Repeat the listing word for word. Leave every picture out.

_____

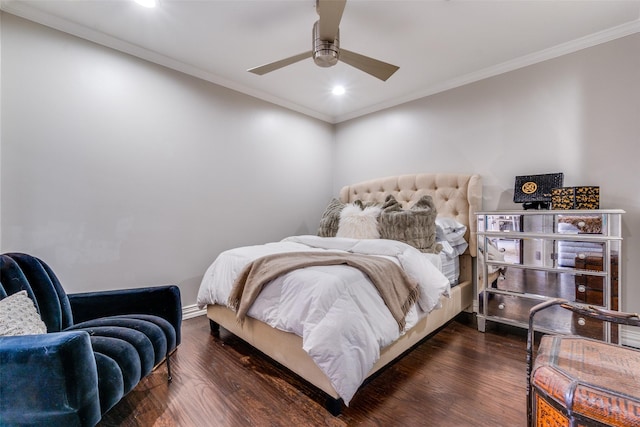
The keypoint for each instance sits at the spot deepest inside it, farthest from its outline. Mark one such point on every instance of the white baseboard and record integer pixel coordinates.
(191, 311)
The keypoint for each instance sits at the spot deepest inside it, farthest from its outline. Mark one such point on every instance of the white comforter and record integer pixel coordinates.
(344, 322)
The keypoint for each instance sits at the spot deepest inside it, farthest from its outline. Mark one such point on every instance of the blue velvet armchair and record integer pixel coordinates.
(97, 348)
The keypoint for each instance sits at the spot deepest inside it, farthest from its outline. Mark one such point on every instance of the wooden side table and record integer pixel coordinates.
(576, 381)
(580, 381)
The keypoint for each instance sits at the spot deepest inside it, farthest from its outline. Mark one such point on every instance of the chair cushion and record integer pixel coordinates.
(127, 348)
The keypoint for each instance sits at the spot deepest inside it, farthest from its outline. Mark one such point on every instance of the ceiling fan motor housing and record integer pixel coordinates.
(325, 52)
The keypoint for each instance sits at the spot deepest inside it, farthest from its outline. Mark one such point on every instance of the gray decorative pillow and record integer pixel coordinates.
(415, 226)
(18, 316)
(330, 221)
(358, 223)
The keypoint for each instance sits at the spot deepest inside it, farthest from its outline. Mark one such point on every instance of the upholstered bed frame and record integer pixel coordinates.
(456, 196)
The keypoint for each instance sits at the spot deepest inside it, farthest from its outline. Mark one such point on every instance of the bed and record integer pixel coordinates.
(455, 196)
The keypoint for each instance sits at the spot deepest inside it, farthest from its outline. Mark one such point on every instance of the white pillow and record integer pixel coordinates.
(449, 229)
(18, 316)
(359, 223)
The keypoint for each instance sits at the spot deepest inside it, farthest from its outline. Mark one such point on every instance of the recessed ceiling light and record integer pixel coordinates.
(147, 3)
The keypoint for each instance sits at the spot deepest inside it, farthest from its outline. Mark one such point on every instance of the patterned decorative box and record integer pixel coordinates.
(585, 197)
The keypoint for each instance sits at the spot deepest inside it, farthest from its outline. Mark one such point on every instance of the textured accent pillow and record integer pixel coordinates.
(359, 223)
(330, 220)
(18, 316)
(415, 226)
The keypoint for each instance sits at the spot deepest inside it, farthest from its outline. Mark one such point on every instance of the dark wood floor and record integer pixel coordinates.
(458, 377)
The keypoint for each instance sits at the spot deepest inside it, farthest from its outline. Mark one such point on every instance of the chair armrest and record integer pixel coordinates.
(618, 317)
(48, 379)
(162, 301)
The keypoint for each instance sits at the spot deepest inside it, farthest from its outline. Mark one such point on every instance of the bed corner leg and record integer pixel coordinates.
(334, 406)
(215, 328)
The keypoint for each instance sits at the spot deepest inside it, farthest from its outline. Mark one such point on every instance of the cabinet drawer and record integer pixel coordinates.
(533, 252)
(515, 308)
(544, 283)
(590, 290)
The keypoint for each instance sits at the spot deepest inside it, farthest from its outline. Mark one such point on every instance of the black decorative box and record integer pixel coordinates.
(536, 189)
(584, 197)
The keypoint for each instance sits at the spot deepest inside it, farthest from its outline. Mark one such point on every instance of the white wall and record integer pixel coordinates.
(578, 114)
(121, 173)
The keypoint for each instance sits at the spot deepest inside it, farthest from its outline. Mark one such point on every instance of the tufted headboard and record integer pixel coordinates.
(455, 196)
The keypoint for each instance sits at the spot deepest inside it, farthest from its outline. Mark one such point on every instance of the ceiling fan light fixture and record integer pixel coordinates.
(325, 53)
(147, 3)
(338, 90)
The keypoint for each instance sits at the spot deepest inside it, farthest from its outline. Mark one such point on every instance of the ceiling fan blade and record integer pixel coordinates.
(330, 12)
(267, 68)
(379, 69)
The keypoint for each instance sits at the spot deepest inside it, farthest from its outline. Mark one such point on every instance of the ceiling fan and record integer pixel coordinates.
(326, 46)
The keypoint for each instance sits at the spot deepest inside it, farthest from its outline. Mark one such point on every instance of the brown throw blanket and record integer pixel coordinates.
(398, 291)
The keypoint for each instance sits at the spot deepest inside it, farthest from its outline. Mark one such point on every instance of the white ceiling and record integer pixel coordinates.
(438, 44)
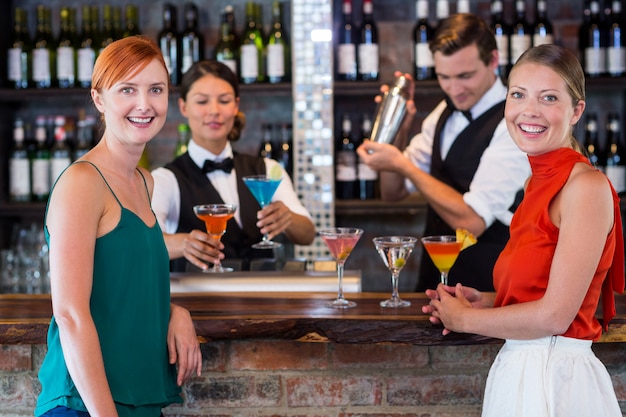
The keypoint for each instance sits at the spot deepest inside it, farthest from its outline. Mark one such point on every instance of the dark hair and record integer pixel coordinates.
(463, 29)
(218, 70)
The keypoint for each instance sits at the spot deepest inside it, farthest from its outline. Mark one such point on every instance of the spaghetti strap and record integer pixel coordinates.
(103, 179)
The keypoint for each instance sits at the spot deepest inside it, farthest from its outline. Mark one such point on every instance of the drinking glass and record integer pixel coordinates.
(263, 188)
(340, 242)
(443, 250)
(215, 217)
(394, 250)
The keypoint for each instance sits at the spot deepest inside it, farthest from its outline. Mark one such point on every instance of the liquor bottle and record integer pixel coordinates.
(521, 38)
(19, 52)
(108, 29)
(367, 176)
(131, 21)
(463, 6)
(252, 49)
(616, 42)
(502, 31)
(346, 162)
(84, 138)
(591, 146)
(87, 50)
(66, 51)
(615, 156)
(44, 52)
(594, 43)
(191, 40)
(226, 49)
(40, 162)
(168, 43)
(19, 166)
(422, 34)
(283, 150)
(183, 139)
(442, 10)
(278, 56)
(542, 28)
(60, 153)
(346, 46)
(368, 58)
(266, 150)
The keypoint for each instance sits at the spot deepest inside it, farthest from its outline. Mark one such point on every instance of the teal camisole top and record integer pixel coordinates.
(130, 306)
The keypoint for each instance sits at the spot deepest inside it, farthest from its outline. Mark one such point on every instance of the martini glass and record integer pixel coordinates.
(340, 242)
(215, 217)
(394, 250)
(443, 250)
(263, 188)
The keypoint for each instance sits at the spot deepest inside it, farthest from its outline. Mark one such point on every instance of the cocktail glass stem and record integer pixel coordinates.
(340, 301)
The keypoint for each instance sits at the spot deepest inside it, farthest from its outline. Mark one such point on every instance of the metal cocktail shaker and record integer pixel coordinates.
(391, 111)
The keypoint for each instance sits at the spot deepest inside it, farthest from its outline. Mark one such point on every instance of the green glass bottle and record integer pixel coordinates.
(44, 52)
(226, 50)
(87, 50)
(192, 41)
(278, 56)
(66, 51)
(251, 49)
(131, 21)
(19, 52)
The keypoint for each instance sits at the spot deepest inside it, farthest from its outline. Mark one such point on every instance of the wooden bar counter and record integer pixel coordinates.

_____

### EXPECTED ANSWER
The keypoint for each instance sits at the spot deepest inside it, farthest from its outline. Mark one such point on every instance of the white baseboard and record integer pixel coordinates.
(191, 311)
The keypoint for each instance sits at the spot deepest inside it, farthest from its outline. Mark one such point on every instance of the white comforter and record integer pixel coordinates.
(344, 322)
The keypoint for each instance sits at the spot deepest inside it, farthest from its outline. Mark one such point on every instance of the blue velvet armchair and record integer pixel coordinates.
(97, 348)
The keypoint for each instance sits at the spot deepest inside it, farthest from its outline. Mark one such point on every instance of the wooden side table and record integer pixel coordinates.
(576, 381)
(580, 381)
The keypoint for each instance sits at the spot deepest inside it, farthest from its outline. Mark one such point on every instance of the chair cushion and record integer pixel coordinates.
(127, 348)
The keypoint for each instance sits at the spot deepest inside it, farthest from its outline. Mark one such point on every instance of the ceiling fan motor housing and record integer pixel coordinates.
(325, 52)
The keypoint for each instance sits at the spot deepest inside it, farthest from its outline. Mark one such point on every instance of the gray decorative pillow and record integer pixel coordinates.
(415, 226)
(18, 316)
(330, 221)
(358, 223)
The keypoint for each instance sits at the spot deepest inside it, farthest from its outline. Mark one such point on every instance of the upholstered bed frame and record integer pixel coordinates.
(456, 196)
The keypoint for each instance sits at the spot deepest inside it, farthest from its outline. Mark one such point on every instance of the bed and record integer pixel coordinates.
(455, 196)
The keypoint for each instance sits at the spot deepest inside it, farthest from its outline. Mark one such point on every instance of the white pillow and record integer pixel coordinates.
(449, 229)
(18, 316)
(359, 223)
The keypoint for each instance sits at the spot deepest inside it, farthest from its outline. Mark one such point on every instance of the recessed ceiling light and record integer pixel coordinates.
(147, 3)
The keypoint for each instance sits at the spot deepest inside it, farthest from its outline. Mark one such point on every instance of the patterned decorative box and record integer pixel coordinates.
(585, 197)
The keypoint for each instance sits at the spot deepest inside it, farthest from its outline. Mark one such point on every instance of the textured accent pillow and record integer pixel coordinates.
(359, 223)
(330, 220)
(18, 316)
(415, 226)
The keypoint for each instance sits at the spot deepest inside it, farthest from its outline. Mark one such point on every instance of the dark wood floor and record integer pixel coordinates.
(458, 377)
The keypoint for each instance sits at the spot deepest inside it, farthest from its outline. Mark one such point on every instance of the chair armrest and record integer pixel coordinates.
(618, 317)
(48, 379)
(162, 301)
The keypoint for each instance sits at the spot deepest inside it, farthest from its outline. Mark one such point on every instance of the bed corner leg and record integer pixel coordinates.
(334, 406)
(215, 328)
The keypoint for each instance sits at the spot deepest inside it, farthest from its outline. Mark one such point on every instance of the cabinet drawer and record integer pixel coordinates.
(533, 252)
(515, 308)
(544, 283)
(590, 290)
The keypoint for each instance sits at the spot deepest inside it, farthest from its outline. Mark one such point on every instance of the black decorative box and record integer pixel coordinates.
(536, 189)
(584, 197)
The keypoint for each instance sits at the spot deepest inside it, farthest from its outline. Mark one such point on every instance of the white wall and record integer pixel coordinates.
(578, 114)
(121, 173)
The keypoint for each instance sits at the spot deepest inside it, farthest from its outline. Mark one such point on every instance of the tufted headboard and record integer pixel coordinates.
(455, 196)
The keypoint for each instance sits at the spot deepest inside it, farthest from its outline. Mark one such point on every instance of the ceiling fan light fixture and record integer pixel coordinates.
(325, 53)
(147, 3)
(338, 90)
The keypoint for each instance sits at the spot deepest inside it, farthest from its outline. Mark one such point on every instance of the ceiling fan blade and record integer pixel coordinates.
(330, 12)
(267, 68)
(379, 69)
The keypoint for each instance sits at the spot deepest inside it, farthest from its outline. Mark one such point on every instance of the ceiling fan and record integer pixel coordinates.
(326, 46)
The keypoint for each instance sits at the spot deepest inside it, farthest from its outline. Mark one such point on every instance of the brown throw blanket and record integer pixel coordinates.
(398, 291)
The keypoint for each instance sits at the spot deepest inside it, farthest from its outline. Mark one such point on every instance of the white ceiling and record integer pixel coordinates.
(438, 44)
The keypoint for each instance sits at the spot deepest inside it, farthest from its outline. Mark one such point on every instance of the dark hair and record integer pixel coordinates.
(463, 29)
(218, 70)
The keypoint for each instance sits at the spot deepest inside it, farthest from its outline. Mark one such point on every instance of the spaghetti strap and record integer pixel coordinates.
(103, 179)
The keypoint for each instance sits at the spot deepest inside it, farthest from its outline. Mark one such point on every instance of the drinking glass and record integer pixel coordinates.
(263, 188)
(340, 242)
(443, 250)
(215, 217)
(394, 250)
The keypoint for each instance sits at the spot deepest inside it, farthest from its outline. Mark one such point on every instance of the liquor bottle and record integer pixel coordinates.
(521, 38)
(19, 52)
(108, 29)
(367, 176)
(131, 21)
(463, 6)
(252, 49)
(616, 42)
(502, 31)
(346, 162)
(84, 138)
(591, 146)
(87, 50)
(66, 51)
(615, 156)
(44, 52)
(594, 43)
(191, 40)
(226, 49)
(40, 162)
(168, 43)
(19, 166)
(422, 34)
(283, 150)
(183, 139)
(442, 10)
(278, 56)
(542, 28)
(60, 153)
(346, 46)
(368, 58)
(266, 150)
The keypoint for each instance sits at the spot deepest inside it, farthest from its outline. Mark one such point on every instance of the teal camisole top and record integer pixel coordinates.
(130, 306)
The keypoint for each instance sits at the spot deepest inside it, farthest from its outline. Mark one such point on every instance of the martini glass and record integer pixel coordinates.
(340, 242)
(215, 217)
(394, 250)
(443, 250)
(263, 188)
The keypoint for each instance sits at the spot deepest inside it, farthest from its outline. Mark one such point on every instance of the cocktail glass stem and record integer pixel coordinates.
(340, 301)
The keypoint for each instance sits at the spot deepest inside it, farthest from its outline. Mark one such point on every instance of the metal cocktail shaker and record integer pixel coordinates.
(391, 111)
The keypoint for each instance sits at the spot deepest inside it, farthest from its outline. Mark one such point on every instance of the green glass bottle and record integer pixel coordinates.
(44, 52)
(226, 50)
(87, 50)
(192, 41)
(278, 56)
(66, 51)
(251, 49)
(131, 21)
(19, 52)
The keypoint for each instance sits at the spot deepest inside it, farthest from its outline. Mark one such point on every instance of the wooden bar counter and record integer pixel coordinates.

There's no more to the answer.